* Stated task a:
Echo the stretch of the article on Aslı Çakır Alptekin below from "Alptekin recorded her" through "in the final.", word for word and with no changes.
○ ○ ○
Aslı Çakır Alptekin (born 20 August 1985 in Antalya) is a former Turkish female middle-distance runner. A member of the Üsküdar Belediyespor in Istanbul, she is coached by her husband, runner Ihsan Alptekin. She was banned for life for repeated doping offenses.

Athletics career

She is  tall and .

Alptekin won the gold medal in the 1500 m at the 2011 Summer Universiade held in Shenzhen, China. She also won the bronze medal in the 1500 m event at the 2012 World Indoor Championships held in Istanbul. 

Both of these titles were later stripped off her upon failed doping tests.

Alptekin recorded her personal best in 1500m with 3:56.62 at the Diamond League meet in Paris on 6 July 2012. Six weeks later, she won the gold medal at the 2012 Olympics in the 1500 m event. Alptekin was also stripped of her Olympic title as a result of her use of banned substances and methods.

Doping cases
Alptekin received a two-year ban from the track in September 2004 due to positive testing for illegal substances. The positive test came at the 2004 World Junior Championships, where she was the fastest in the heats of the steeplechase and placed sixth in the final.

On 22 March 2013, several news agencies reported that Alptekin was one of eight athletes who tested positive for banned substances. Alptekin faced a lifetime ban if the positive test was upheld. Neither the IAAF nor WADA officially commented on the doping allegation. On 3 December, the Turkish Athletic Federation announced that they had cleared her of the charges. The IAAF subsequently appealed the Turkish federation's decision to clear Alptekin to the Court of Arbitration for Sport and again suspended the athlete from competition.
○ ○ ○
* Stated task b:
Locate each line in the rows below that contains the string "sidewalk", and copy all of those lines out.

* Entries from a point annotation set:
○ ○ ○
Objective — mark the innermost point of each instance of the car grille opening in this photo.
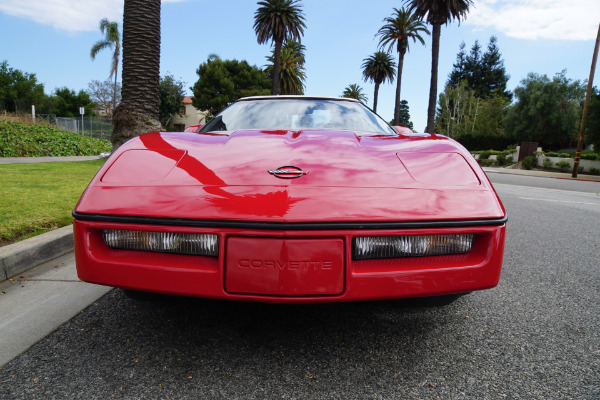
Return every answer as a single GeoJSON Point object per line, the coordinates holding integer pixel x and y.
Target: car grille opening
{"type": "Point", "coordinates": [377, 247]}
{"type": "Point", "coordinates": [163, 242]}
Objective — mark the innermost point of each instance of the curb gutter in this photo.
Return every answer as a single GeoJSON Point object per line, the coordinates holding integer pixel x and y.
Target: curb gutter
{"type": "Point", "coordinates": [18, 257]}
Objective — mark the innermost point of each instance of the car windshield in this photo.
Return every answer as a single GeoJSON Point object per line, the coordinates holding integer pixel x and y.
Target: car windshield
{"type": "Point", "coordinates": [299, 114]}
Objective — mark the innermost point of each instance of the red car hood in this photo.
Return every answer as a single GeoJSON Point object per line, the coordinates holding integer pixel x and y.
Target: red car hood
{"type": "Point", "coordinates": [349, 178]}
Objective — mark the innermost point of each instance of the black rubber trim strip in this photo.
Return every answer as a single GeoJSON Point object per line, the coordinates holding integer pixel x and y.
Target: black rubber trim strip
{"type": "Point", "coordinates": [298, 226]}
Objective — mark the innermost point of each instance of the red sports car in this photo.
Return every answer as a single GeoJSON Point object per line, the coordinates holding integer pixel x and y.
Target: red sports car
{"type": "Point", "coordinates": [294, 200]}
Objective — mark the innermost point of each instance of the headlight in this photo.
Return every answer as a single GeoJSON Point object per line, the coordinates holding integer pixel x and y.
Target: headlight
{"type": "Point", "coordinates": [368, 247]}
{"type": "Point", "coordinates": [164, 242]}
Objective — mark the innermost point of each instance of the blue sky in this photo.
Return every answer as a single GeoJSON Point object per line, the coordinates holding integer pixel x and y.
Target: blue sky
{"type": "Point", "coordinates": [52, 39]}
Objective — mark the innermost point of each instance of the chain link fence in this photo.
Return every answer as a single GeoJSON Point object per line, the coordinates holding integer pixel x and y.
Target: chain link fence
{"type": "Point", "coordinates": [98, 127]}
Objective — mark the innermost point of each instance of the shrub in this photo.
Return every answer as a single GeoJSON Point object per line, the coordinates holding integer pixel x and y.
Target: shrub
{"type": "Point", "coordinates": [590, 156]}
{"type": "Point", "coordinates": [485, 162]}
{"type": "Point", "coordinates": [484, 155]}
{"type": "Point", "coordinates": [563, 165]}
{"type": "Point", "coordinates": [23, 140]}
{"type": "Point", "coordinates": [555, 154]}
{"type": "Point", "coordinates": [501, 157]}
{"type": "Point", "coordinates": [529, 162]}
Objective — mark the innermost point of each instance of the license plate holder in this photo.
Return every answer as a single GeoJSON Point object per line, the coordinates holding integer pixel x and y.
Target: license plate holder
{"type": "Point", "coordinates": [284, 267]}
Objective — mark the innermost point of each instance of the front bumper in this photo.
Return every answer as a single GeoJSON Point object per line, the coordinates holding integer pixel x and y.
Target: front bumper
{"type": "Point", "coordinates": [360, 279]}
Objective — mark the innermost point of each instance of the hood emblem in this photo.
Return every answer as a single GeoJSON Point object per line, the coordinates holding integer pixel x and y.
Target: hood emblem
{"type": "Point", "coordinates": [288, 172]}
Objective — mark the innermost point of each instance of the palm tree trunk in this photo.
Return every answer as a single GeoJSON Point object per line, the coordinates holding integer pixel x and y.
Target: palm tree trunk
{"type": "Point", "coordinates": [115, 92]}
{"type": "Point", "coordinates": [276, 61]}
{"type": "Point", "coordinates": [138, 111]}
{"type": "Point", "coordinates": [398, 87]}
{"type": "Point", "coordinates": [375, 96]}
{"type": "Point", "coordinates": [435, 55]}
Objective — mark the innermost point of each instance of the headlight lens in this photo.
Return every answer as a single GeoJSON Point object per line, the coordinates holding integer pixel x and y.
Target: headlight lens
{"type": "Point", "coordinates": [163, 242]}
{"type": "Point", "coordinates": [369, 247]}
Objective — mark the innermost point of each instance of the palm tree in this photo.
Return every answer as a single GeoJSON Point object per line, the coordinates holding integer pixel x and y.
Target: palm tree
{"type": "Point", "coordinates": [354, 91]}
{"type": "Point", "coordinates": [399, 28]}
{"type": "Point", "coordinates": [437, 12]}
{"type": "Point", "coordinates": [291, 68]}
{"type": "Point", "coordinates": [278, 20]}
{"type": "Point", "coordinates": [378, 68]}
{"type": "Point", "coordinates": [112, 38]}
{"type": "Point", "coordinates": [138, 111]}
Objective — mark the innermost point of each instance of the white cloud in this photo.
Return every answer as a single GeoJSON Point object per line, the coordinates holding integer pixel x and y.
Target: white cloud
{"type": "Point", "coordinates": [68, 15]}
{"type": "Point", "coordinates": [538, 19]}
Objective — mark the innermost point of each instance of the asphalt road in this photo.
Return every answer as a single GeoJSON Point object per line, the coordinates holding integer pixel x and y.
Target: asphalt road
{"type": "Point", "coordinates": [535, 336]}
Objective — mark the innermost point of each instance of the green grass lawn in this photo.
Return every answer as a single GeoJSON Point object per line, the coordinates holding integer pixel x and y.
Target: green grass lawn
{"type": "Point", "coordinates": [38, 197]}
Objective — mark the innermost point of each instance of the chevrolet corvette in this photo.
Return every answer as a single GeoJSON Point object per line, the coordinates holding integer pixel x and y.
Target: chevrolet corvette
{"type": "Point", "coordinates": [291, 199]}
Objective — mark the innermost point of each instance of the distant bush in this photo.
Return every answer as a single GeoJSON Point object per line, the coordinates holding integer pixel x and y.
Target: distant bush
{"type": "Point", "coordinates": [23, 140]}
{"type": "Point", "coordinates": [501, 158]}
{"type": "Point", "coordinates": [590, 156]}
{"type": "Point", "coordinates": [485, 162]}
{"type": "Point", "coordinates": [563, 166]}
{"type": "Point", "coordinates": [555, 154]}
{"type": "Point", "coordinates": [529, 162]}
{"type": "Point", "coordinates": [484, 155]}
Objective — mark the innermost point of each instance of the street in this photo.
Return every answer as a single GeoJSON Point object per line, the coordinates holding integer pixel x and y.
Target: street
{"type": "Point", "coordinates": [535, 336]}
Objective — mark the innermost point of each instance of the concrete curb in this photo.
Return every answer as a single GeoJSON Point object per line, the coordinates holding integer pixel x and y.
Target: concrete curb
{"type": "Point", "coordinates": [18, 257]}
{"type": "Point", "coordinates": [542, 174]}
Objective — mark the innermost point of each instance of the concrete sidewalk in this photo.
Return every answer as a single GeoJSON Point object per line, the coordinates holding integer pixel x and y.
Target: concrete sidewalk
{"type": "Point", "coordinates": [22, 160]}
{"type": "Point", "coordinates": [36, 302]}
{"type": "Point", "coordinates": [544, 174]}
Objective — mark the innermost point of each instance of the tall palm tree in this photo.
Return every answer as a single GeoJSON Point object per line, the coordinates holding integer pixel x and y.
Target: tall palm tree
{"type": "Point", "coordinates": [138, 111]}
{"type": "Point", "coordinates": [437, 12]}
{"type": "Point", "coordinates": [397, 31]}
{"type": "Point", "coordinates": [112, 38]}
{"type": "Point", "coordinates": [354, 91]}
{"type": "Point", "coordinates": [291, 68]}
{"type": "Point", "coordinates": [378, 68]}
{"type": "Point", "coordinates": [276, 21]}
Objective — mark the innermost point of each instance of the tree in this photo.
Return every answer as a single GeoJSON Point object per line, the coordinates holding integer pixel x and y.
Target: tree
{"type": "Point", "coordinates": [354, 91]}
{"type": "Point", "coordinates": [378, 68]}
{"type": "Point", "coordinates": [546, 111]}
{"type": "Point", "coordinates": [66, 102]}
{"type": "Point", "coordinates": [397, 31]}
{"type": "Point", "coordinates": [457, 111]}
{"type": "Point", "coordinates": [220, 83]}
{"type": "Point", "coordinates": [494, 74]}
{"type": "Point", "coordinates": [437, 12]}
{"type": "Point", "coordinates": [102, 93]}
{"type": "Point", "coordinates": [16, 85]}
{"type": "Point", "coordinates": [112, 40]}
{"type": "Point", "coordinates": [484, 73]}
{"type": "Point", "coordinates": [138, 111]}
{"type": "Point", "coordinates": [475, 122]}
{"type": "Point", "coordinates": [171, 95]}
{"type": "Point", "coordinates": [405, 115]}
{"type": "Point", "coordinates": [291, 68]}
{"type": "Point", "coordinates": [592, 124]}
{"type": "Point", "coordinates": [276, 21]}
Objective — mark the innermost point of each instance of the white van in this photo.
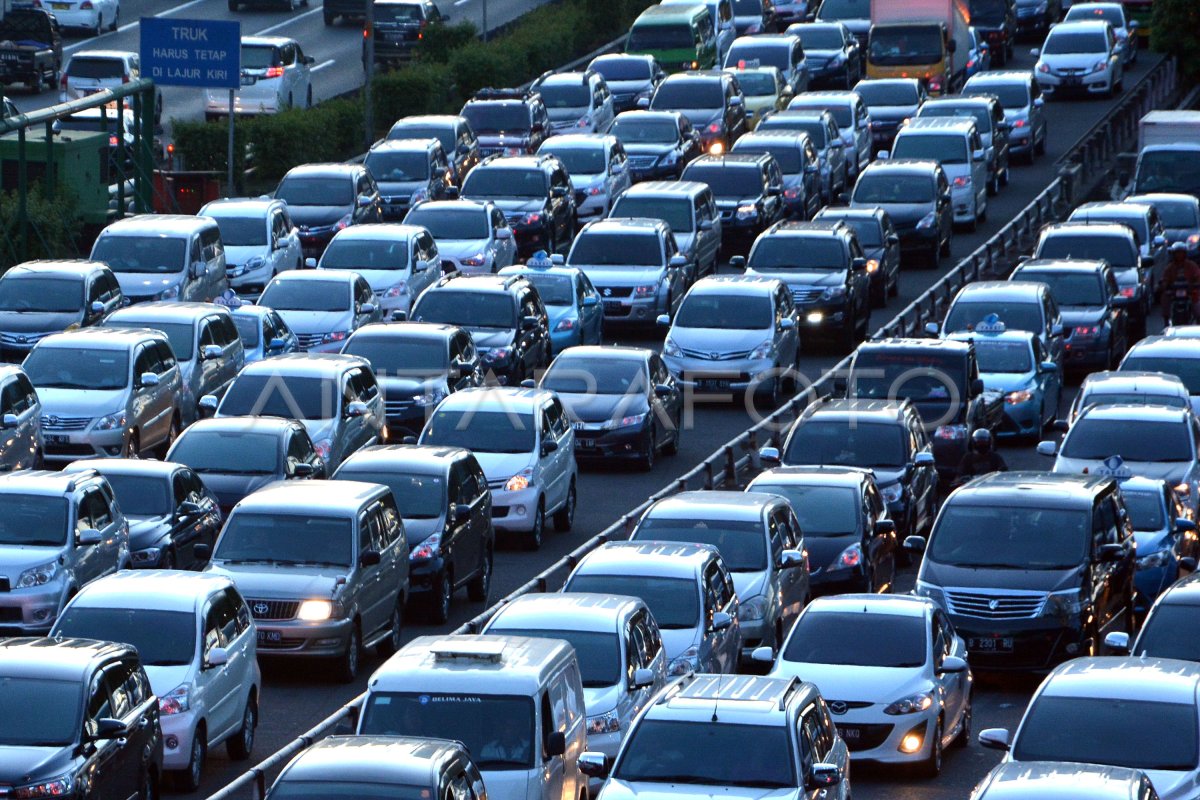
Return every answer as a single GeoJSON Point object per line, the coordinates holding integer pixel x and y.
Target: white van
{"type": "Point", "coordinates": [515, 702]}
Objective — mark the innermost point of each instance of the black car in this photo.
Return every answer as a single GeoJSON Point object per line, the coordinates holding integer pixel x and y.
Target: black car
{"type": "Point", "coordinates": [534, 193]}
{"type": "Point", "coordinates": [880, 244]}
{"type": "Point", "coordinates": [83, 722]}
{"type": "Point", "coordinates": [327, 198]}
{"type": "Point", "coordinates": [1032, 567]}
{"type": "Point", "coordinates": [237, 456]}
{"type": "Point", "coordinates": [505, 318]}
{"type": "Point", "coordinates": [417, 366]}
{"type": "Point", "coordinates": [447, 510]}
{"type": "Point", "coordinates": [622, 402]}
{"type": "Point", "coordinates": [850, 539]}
○ ○ ○
* Written response a:
Alptekin recorded her personal best in 1500m with 3:56.62 at the Diamond League meet in Paris on 6 July 2012. Six weeks later, she won the gold medal at the 2012 Olympics in the 1500 m event. Alptekin was also stripped of her Olympic title as a result of her use of banned substances and methods.

Doping cases
Alptekin received a two-year ban from the track in September 2004 due to positive testing for illegal substances. The positive test came at the 2004 World Junior Championships, where she was the fastest in the heats of the steeplechase and placed sixth in the final.

* Written response b:
Objective — mark the innermost point of each instance of the concrete sidewalk in this photo.
Target: concrete sidewalk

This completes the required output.